- YOUR INSTRUCTIONS: Write out all the lines below word for word, leaving out the pictures.
──────── EXERCISE MATERIAL ────────
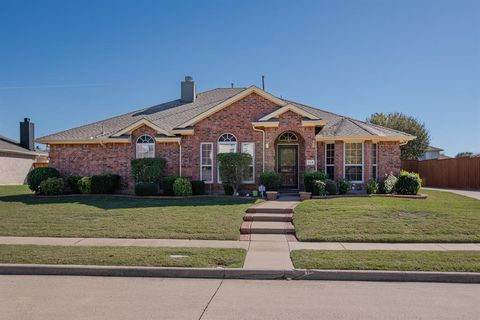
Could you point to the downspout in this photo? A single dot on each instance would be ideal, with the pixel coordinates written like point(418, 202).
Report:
point(263, 146)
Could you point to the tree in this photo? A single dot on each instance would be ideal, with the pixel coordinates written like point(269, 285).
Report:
point(401, 122)
point(233, 168)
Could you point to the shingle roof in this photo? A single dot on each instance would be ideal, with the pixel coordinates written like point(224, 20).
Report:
point(172, 114)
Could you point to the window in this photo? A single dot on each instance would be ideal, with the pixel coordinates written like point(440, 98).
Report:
point(145, 147)
point(330, 160)
point(249, 147)
point(353, 160)
point(227, 143)
point(206, 162)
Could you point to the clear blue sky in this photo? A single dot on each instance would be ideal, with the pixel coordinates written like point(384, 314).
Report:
point(68, 63)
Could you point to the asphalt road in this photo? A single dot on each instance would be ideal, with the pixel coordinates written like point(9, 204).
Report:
point(69, 297)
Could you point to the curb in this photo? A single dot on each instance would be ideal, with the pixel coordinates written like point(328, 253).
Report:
point(246, 274)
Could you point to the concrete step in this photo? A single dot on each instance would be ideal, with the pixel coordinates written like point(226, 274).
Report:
point(267, 227)
point(268, 217)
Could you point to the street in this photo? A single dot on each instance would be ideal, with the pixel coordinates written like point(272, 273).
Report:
point(70, 297)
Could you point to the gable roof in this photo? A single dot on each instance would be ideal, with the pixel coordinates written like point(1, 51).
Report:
────────
- WRITTEN RESPONSE:
Could you point to the downspout in this photo? A single dot on each instance would be ideal, with the pixel coordinates written like point(418, 202).
Report:
point(263, 146)
Could you point to the tree in this photo? A single dot on each instance would be ideal, with the pixel coordinates written like point(269, 285).
Report:
point(401, 122)
point(233, 168)
Could you point to the shingle roof in this photo? A single dot on each instance would be ideal, with the pixel coordinates written like point(224, 20).
Report:
point(172, 114)
Could you point to the window in this photo? A single dot on each instance would be ideal, with the pixel coordinates written like point(440, 98).
Report:
point(145, 147)
point(330, 160)
point(249, 147)
point(353, 160)
point(227, 143)
point(206, 162)
Could you point to the clear blue sky in this photo? A single dot on each instance would be ideal, with the pixel coordinates written like point(384, 314).
Report:
point(68, 63)
Could you point to the asphalt road in this photo? A single dot on each instance would be ideal, with the pixel coordinates written like point(9, 204).
Report:
point(69, 297)
Could you point to the curb in this photo? A single dot on each instance would be ideal, with the pixel coordinates written like point(328, 253).
Report:
point(246, 274)
Could you point to the concrete step in this photo? A single dot on each instance would be ideal, with the pixel coordinates written like point(226, 274).
Report:
point(267, 227)
point(268, 217)
Could you point to the street in this photo? A single dot on each instance would be ideal, with the pixel coordinates written like point(272, 273).
Report:
point(70, 297)
Could you point to the gable roof in this photo? A single dot on each instance would be ideal, with the pixel coordinates written like point(1, 51).
Report:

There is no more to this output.